The line containing "point: the pink blouse in this photo" marks the start; return it and every line after it in the listing below, exactly, through the last.

==============================

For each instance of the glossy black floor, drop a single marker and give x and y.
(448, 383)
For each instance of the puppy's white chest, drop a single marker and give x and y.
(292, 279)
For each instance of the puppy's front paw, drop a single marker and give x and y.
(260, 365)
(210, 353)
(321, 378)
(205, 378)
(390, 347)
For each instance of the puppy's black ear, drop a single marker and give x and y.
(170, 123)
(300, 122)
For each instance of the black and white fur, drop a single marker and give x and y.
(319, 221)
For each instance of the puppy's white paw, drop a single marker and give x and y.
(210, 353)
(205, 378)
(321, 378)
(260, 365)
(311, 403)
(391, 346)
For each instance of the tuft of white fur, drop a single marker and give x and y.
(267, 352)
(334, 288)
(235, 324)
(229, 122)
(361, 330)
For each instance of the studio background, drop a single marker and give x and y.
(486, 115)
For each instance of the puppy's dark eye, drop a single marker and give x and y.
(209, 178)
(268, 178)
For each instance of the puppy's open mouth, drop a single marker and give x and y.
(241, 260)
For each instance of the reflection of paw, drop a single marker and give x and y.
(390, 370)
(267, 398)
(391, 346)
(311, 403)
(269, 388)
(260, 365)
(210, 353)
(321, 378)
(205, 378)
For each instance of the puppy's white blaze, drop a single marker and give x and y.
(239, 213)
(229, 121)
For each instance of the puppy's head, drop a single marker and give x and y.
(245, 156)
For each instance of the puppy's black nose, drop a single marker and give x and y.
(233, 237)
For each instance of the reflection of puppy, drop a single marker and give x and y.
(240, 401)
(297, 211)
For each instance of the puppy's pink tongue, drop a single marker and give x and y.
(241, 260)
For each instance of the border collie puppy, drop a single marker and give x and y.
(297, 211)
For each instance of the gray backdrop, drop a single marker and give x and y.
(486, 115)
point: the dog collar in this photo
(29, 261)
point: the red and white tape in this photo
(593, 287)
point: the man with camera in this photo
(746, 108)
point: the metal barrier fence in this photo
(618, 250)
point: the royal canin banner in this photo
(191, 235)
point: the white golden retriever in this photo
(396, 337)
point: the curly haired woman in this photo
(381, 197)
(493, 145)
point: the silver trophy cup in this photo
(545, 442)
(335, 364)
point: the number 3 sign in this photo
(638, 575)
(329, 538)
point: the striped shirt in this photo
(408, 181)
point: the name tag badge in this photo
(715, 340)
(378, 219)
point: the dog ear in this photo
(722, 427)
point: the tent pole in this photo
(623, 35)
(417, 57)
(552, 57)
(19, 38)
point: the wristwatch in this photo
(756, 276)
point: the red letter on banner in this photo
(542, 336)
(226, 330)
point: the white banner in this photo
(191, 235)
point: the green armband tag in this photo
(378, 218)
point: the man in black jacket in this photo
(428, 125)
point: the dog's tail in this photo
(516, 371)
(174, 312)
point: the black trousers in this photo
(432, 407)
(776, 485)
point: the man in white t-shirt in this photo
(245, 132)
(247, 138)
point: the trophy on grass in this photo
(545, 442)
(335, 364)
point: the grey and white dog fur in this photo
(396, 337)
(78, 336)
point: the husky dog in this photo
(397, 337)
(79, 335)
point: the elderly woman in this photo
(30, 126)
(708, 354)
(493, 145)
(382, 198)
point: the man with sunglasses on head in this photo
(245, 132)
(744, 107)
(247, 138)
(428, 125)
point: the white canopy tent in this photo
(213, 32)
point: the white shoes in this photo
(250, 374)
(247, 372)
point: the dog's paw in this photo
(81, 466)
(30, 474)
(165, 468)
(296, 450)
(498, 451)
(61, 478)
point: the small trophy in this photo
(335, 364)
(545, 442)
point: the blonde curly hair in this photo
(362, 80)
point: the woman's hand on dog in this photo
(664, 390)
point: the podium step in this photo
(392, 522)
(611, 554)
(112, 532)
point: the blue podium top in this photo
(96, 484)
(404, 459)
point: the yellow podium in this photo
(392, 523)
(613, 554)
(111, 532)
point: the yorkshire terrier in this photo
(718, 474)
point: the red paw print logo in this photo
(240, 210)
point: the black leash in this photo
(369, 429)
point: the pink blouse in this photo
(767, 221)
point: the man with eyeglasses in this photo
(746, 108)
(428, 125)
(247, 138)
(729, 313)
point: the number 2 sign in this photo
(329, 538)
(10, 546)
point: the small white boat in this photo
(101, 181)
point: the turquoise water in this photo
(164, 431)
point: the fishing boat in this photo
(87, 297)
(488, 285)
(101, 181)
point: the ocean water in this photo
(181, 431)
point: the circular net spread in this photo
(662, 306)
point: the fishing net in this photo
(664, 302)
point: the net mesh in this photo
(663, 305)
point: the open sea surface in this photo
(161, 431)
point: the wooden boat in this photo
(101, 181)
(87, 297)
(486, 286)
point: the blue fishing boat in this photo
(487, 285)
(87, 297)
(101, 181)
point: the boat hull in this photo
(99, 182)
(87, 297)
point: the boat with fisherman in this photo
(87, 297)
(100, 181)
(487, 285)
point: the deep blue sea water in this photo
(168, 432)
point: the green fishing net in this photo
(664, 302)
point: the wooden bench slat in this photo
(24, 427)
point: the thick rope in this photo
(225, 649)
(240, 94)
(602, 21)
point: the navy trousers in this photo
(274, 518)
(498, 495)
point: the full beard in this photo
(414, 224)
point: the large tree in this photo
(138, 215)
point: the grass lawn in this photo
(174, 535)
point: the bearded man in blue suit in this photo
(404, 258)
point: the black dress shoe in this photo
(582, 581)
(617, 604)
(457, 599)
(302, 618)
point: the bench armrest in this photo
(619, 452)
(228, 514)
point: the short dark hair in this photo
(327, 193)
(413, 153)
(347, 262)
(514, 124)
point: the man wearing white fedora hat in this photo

==============================

> _Task solution_:
point: the pink blouse in this photo
(767, 221)
point: the man with eyeglasses in this photo
(746, 108)
(428, 125)
(247, 138)
(729, 313)
point: the number 2 sign in this photo
(329, 538)
(10, 546)
point: the small white boat in this photo
(101, 181)
point: the turquoise water in this photo
(164, 431)
point: the fishing boat in this photo
(87, 297)
(488, 285)
(101, 181)
point: the ocean water in this photo
(181, 431)
point: the circular net spread in this photo
(662, 306)
point: the fishing net in this photo
(664, 302)
point: the net mesh in this photo
(663, 305)
point: the open sea surface in this photo
(161, 431)
point: the wooden boat in this photo
(101, 181)
(87, 297)
(486, 286)
point: the blue fishing boat in this photo
(487, 285)
(87, 297)
(101, 181)
point: the boat hull in this photo
(99, 182)
(87, 297)
point: the boat with fisherman in this photo
(87, 297)
(100, 181)
(487, 285)
point: the deep blue sea water in this photo
(168, 432)
point: the green fishing net in this photo
(664, 302)
point: the wooden bench slat in this photo
(24, 427)
point: the thick rope in this photo
(225, 649)
(240, 94)
(602, 21)
point: the navy trousers in this photo
(274, 518)
(498, 495)
point: the full beard in this photo
(414, 224)
point: the large tree in this photo
(138, 215)
point: the grass lawn in this photo
(174, 535)
point: the bearded man in blue suit in this photo
(404, 258)
point: the black dress shoe in this photo
(582, 581)
(617, 604)
(457, 599)
(302, 618)
point: the bench armrest in this photo
(619, 452)
(228, 514)
point: the short dark hair in this photo
(327, 193)
(413, 153)
(347, 262)
(514, 124)
point: the man wearing white fedora hat in this photo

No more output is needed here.